[Records]
>>>>

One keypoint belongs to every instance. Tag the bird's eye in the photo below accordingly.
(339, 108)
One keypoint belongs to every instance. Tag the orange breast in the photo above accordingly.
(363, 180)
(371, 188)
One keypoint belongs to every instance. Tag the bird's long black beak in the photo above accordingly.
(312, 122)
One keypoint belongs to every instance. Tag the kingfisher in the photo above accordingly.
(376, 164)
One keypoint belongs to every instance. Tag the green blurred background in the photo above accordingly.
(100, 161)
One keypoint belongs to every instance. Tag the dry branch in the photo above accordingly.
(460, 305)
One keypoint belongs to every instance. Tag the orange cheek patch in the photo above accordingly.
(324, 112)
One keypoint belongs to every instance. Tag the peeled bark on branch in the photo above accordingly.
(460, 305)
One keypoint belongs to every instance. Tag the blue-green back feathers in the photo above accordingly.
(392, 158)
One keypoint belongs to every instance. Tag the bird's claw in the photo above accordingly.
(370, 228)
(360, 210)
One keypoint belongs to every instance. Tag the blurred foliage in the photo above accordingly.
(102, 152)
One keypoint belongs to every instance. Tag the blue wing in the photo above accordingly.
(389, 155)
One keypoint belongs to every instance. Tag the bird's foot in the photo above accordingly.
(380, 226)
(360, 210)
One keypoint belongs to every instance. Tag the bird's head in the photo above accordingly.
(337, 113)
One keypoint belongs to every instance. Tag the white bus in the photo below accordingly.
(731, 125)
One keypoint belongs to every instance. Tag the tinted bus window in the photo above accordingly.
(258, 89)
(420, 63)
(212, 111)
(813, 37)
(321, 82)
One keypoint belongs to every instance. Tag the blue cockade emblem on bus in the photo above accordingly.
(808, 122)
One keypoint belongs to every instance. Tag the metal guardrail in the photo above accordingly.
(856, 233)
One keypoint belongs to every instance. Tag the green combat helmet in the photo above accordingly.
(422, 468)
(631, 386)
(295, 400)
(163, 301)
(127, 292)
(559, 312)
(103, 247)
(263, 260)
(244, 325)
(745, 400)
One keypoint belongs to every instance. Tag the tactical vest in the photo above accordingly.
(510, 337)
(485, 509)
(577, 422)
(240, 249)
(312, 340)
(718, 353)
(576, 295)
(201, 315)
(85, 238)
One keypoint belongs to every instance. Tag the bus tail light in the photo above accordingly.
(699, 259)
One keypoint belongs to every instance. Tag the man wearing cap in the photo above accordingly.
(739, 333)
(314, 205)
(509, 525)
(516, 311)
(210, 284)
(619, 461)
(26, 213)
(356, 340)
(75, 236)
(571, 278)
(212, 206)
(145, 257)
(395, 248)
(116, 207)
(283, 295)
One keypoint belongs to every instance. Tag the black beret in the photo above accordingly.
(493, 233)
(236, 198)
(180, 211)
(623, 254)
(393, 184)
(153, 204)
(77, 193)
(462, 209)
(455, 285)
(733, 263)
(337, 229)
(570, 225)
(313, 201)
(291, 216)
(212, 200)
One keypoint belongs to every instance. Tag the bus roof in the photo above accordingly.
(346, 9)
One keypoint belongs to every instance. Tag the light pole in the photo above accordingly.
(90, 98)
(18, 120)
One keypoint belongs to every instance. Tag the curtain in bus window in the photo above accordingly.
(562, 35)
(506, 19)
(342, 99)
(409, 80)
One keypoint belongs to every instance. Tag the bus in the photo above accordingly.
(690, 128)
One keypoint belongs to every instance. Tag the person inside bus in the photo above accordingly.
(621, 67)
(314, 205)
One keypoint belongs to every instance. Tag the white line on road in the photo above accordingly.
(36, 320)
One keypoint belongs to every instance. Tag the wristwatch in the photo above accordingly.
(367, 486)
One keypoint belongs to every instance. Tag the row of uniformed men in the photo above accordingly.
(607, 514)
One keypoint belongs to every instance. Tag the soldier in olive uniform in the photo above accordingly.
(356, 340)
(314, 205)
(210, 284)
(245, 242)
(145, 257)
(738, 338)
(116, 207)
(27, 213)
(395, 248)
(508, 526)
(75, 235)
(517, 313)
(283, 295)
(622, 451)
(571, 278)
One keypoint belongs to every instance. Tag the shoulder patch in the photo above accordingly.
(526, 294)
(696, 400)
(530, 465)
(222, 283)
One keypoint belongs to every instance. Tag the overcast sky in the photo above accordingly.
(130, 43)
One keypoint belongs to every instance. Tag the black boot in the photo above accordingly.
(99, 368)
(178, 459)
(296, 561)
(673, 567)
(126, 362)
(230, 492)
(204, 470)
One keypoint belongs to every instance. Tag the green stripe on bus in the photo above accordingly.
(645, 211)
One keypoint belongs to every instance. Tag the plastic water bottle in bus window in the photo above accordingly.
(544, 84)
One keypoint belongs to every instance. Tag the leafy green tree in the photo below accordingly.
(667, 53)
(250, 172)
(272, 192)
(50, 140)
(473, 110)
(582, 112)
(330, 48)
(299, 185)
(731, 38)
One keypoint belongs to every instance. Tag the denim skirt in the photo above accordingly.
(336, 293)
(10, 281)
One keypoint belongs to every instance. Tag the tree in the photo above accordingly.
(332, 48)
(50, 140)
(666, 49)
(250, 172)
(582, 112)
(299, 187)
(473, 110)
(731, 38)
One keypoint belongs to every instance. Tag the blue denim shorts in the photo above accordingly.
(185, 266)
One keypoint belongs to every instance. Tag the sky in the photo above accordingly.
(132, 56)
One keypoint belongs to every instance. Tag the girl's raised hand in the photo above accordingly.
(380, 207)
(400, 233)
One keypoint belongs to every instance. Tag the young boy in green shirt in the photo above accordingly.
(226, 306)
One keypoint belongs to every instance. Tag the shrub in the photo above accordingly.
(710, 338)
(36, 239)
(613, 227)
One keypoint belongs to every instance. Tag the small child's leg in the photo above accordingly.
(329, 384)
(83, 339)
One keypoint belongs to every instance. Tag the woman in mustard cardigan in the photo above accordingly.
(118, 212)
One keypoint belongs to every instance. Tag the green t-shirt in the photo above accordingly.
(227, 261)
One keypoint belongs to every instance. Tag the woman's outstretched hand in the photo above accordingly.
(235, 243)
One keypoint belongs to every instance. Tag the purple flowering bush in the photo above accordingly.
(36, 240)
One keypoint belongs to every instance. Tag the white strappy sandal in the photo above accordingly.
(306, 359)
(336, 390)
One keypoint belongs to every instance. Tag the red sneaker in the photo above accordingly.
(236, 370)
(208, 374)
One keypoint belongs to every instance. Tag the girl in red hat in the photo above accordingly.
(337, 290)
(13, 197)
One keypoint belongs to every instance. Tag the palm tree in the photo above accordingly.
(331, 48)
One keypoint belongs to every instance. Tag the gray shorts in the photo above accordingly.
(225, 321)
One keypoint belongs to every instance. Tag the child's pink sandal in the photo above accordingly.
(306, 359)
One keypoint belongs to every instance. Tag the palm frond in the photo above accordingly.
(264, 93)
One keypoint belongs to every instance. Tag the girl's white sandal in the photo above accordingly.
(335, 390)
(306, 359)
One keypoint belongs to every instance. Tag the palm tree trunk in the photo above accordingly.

<<<<

**Problem to solve**.
Write out all the items again, renaming "keypoint" to "marker" wherever it occurs and leaving everything else unchanged.

**The answer**.
One marker belongs to every instance. Tag the bird's eye in the photo below accordingly.
(339, 108)
One marker belongs to every instance. Tag the orange breast in the photo above accordingly.
(363, 180)
(371, 188)
One marker belongs to every instance. Tag the bird's long black beak in the photo above accordingly.
(312, 122)
One marker belongs to every instance. Tag the kingfisher in the photo above accordingly.
(376, 164)
One marker belongs to every instance. Tag the green blurred background in the photo above accordingly.
(100, 161)
One marker belongs to every instance. Tag the dry branch in the photo above accordingly.
(460, 305)
One marker belongs to every instance. Tag the orange cheek patch in the photo above accordingly.
(324, 112)
One marker belongs to every instance. Tag the peeled bark on branch in the photo above accordingly.
(460, 305)
One marker belongs to every instance. Tag the blue-green back feathers in the photo above accordingly.
(392, 158)
One marker belongs to every instance. Tag the bird's claw in the photo above accordingly.
(370, 228)
(360, 210)
One marker belongs to every instance. Tag the blurred foliage in the photo above accordingly.
(102, 152)
One marker belongs to every instance. Tag the blue wing in the photo above accordingly.
(389, 155)
One marker belongs to every instance. Tag the bird's foot in the photo above accordingly.
(380, 226)
(360, 210)
One marker belongs to every instance. Tag the bird's head in the photo above accordingly.
(337, 113)
One marker belongs to every instance. Tag the white bus in the photo below accordingly.
(731, 125)
One marker belongs to every instance. Tag the tinted bus window in the photo above accordingly.
(258, 89)
(420, 63)
(212, 111)
(813, 37)
(321, 82)
One marker belongs to every instance. Tag the blue cockade emblem on bus in the photo above accordingly.
(808, 122)
One marker belongs to every instance. Tag the metal guardrail in the photo above accordingly.
(856, 233)
One marker belongs to every instance. Tag the green combat helmet in the photo above accordingly.
(422, 468)
(631, 386)
(295, 400)
(163, 301)
(127, 292)
(559, 312)
(103, 247)
(263, 260)
(244, 325)
(745, 400)
One marker belongs to every instance. Tag the tactical vest in the photo above accordingly.
(510, 337)
(485, 509)
(577, 422)
(240, 249)
(312, 340)
(718, 353)
(576, 295)
(201, 315)
(85, 238)
One marker belongs to every instance. Tag the bus tail light in the photo above accordingly.
(699, 259)
One marker belongs to every instance. Tag the man wearing cap in the photo above accordingly.
(739, 333)
(314, 205)
(509, 525)
(516, 311)
(210, 284)
(619, 461)
(26, 213)
(356, 340)
(75, 236)
(571, 278)
(212, 206)
(145, 257)
(395, 248)
(116, 207)
(283, 295)
One marker belongs to every instance. Tag the black beret in the photo above accordingly.
(493, 233)
(236, 198)
(180, 211)
(623, 254)
(393, 184)
(153, 204)
(77, 193)
(462, 209)
(455, 285)
(733, 263)
(337, 229)
(570, 225)
(313, 201)
(291, 216)
(212, 200)
One marker belongs to every instance. Tag the bus roof in the photo above accordingly.
(346, 9)
One marker belongs to every instance. Tag the light pole in the photo above accordingly.
(90, 98)
(18, 120)
One marker belongs to every instance. Tag the curtain in bus window in the photo above accordingly.
(562, 35)
(506, 19)
(342, 99)
(409, 80)
One marker belongs to every instance. Tag the bus in the photo above accordingly.
(690, 128)
One marker belongs to every instance. Tag the person inside bus in the photo above accordingly.
(621, 67)
(314, 205)
One marker belongs to every instance. Tag the white line on road in the photo above accordingly.
(36, 320)
One marker belongs to every instance. Tag the wristwatch in the photo above accordingly.
(367, 486)
One marker belongs to every instance. Tag the row of uniformed men in the photo above accordingly.
(607, 514)
One marker belongs to every instance. Tag the soldier in olive uniform in the photo above accordingly.
(356, 340)
(314, 205)
(210, 284)
(245, 242)
(145, 257)
(738, 338)
(116, 207)
(27, 213)
(395, 248)
(508, 526)
(75, 235)
(517, 313)
(283, 295)
(622, 451)
(571, 278)
One marker belongs to every instance. Tag the shoulder patch in the photo above accordingly.
(526, 294)
(696, 400)
(530, 465)
(222, 283)
One marker belongs to every instance. Tag the overcast sky in the photo above accordingly.
(130, 43)
One marker belongs to every instance. Tag the black boot in the photo above accordingly.
(99, 368)
(178, 459)
(296, 561)
(673, 567)
(126, 362)
(230, 492)
(204, 470)
One marker belongs to every instance. Tag the green stripe on bus in the photo above accordingly.
(645, 211)
One marker belongs to every instance. Tag the plastic water bottle in bus window in the photo above accordingly.
(544, 84)
One marker belongs to every instance. Tag the leafy green tree in the photo below accordingly.
(667, 53)
(250, 172)
(272, 192)
(50, 140)
(473, 110)
(582, 112)
(330, 48)
(299, 185)
(731, 38)
One marker belongs to every instance. Tag the denim skirt in the photo above accordingly.
(336, 293)
(10, 281)
One marker belongs to every instance. Tag the tree in the photo above accordingly.
(332, 48)
(50, 140)
(666, 49)
(250, 172)
(582, 112)
(299, 187)
(473, 110)
(731, 38)
One marker belongs to every instance. Tag the blue denim shorts in the photo above accordingly.
(185, 266)
One marker belongs to every instance. Tag the sky in the photo above accordingly.
(132, 56)
One marker belongs to every instance. Tag the girl's raised hand in the photo above accordingly.
(380, 207)
(400, 233)
One marker belongs to every instance. Tag the young boy in green shirt in the photo above accordingly.
(226, 306)
One marker belongs to every instance. Tag the shrub in the photo above accordingly.
(710, 338)
(36, 239)
(613, 227)
One marker belongs to every instance. Tag the small child's leg in the photo above accordingly.
(329, 384)
(83, 339)
One marker belongs to every instance. Tag the woman in mustard cardigan in the photo above accordingly.
(118, 212)
One marker belongs to every instance. Tag the green t-shirt in the photo above accordingly.
(227, 261)
One marker belongs to every instance. Tag the woman's outstretched hand in the photo above accordingly.
(235, 243)
One marker belongs to every instance. Tag the purple flowering bush in the photo above accordingly.
(36, 240)
One marker belongs to every instance. Tag the white strappy sandal in the photo above accordingly.
(306, 359)
(336, 390)
One marker belongs to every instance. Tag the red sneaker in the photo above accordingly.
(236, 370)
(208, 374)
One marker belongs to every instance. Tag the girl in red hat in the photo above accordingly.
(337, 290)
(13, 197)
One marker belongs to every instance. Tag the palm tree in the photo above accordingly.
(331, 48)
One marker belongs to every instance. Tag the gray shorts in the photo above accordingly.
(225, 321)
One marker belongs to every instance. Tag the child's pink sandal in the photo above accordingly.
(306, 359)
One marker belongs to every instance. Tag the palm frond in the photo above accordingly.
(264, 93)
One marker belongs to every instance. Tag the girl's white sandal in the photo above accordingly.
(335, 390)
(306, 359)
One marker belongs to every instance. Tag the palm tree trunk in the photo above accordingly.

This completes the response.